*PARTES DEL EJERCICIO*.
a) Devuelve el fragmento de la página que abarca todo desde "Con esto podras" hasta "(cual has instalado).".
b) Según sadonfa en la página, ¿qué es lo único que se ve cuando el sistema se detiene durante la carga?

*PÁGINA*.

--------------------------------

Con esto podras trabajar como si tuvieras el sistema, asi que podras instalar paquetes si son necesarios.

PD: Postea tu configuracion de el grub y di cual es tu kernel, en el manual viene como mirarlo, ademas di cual es tu arquitectura (cual has instalado).

PDD:Yo tambien soy noob asi que perdoname si me equivoco en algo.

----------

## sadonfa

Bueno gracias por su respuesta pero el problema es el siguiente, Eso que me dices ya lo hice todo, lo del manual lo e hecho  al pie de la letra despues que termino de instalar todo y reinicia entra al grub y empieza a cargar todo despues que a empezado a cargar todo el sistema para y lo unico que se ve es esto:

"be trying access hardware directly"

--------------------------------

*DATOS PROPORCIONADOS*.

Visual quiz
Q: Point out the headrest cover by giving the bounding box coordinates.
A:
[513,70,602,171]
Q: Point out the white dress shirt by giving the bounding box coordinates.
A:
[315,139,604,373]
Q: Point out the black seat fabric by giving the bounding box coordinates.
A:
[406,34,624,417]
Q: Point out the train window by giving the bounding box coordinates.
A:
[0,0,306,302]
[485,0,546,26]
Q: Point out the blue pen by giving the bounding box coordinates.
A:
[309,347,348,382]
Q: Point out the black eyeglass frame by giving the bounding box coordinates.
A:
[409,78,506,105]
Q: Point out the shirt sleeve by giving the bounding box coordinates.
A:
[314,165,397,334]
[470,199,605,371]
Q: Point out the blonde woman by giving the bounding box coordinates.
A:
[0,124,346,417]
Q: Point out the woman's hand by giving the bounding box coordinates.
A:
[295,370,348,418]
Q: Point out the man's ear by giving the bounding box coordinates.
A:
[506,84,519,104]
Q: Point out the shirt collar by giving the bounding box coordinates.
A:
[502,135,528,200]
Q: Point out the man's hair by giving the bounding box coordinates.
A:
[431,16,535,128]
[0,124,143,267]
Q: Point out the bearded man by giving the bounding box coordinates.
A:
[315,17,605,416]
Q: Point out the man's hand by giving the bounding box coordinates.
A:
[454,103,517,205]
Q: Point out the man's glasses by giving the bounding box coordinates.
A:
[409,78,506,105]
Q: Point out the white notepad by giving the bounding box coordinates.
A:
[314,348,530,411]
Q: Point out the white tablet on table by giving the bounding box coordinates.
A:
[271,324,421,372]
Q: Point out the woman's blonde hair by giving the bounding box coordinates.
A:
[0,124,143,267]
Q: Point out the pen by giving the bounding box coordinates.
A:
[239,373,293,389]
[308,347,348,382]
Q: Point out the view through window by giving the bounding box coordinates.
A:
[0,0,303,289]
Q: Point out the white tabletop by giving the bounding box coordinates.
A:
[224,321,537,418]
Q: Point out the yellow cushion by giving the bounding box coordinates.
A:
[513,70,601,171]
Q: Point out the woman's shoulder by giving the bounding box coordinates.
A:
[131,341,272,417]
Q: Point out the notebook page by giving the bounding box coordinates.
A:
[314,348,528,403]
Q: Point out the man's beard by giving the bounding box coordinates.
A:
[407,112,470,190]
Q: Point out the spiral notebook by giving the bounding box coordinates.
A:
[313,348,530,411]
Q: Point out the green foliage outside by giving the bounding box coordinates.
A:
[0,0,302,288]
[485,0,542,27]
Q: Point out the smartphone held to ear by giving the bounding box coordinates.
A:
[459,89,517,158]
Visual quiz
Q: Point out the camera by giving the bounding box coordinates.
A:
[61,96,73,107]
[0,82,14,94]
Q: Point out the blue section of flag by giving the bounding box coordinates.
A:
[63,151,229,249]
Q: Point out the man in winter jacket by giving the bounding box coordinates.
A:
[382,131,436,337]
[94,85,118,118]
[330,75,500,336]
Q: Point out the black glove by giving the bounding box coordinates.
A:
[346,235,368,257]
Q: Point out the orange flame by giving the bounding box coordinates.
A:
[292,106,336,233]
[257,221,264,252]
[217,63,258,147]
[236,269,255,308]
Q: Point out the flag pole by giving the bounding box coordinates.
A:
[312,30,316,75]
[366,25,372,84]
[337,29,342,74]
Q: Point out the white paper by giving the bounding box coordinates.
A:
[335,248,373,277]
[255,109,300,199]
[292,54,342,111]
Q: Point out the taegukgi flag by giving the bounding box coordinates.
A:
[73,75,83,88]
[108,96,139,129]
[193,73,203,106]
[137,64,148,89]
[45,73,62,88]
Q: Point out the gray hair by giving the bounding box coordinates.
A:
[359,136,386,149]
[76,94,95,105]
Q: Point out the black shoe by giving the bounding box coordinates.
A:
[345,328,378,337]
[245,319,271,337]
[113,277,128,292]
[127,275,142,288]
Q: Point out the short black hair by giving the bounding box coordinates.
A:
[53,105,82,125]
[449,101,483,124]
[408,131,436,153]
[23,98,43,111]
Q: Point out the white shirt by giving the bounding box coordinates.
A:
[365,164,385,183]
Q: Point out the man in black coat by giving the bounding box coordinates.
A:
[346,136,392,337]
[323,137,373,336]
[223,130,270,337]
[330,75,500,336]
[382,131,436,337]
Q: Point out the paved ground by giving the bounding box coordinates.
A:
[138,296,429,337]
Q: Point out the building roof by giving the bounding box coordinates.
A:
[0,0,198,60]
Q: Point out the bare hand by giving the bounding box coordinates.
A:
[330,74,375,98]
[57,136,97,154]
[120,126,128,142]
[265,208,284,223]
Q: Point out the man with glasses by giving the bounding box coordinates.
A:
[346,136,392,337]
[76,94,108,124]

--------------------------------

*RESPUESTAS*.
a)
Con esto podras trabajar como si tuvieras el sistema, asi que podras instalar paquetes si son necesarios.

PD: Postea tu configuracion de el grub y di cual es tu kernel, en el manual viene como mirarlo, ademas di cual es tu arquitectura (cual has instalado).

b) Lo único que se ve es el mensaje "be trying access hardware directly".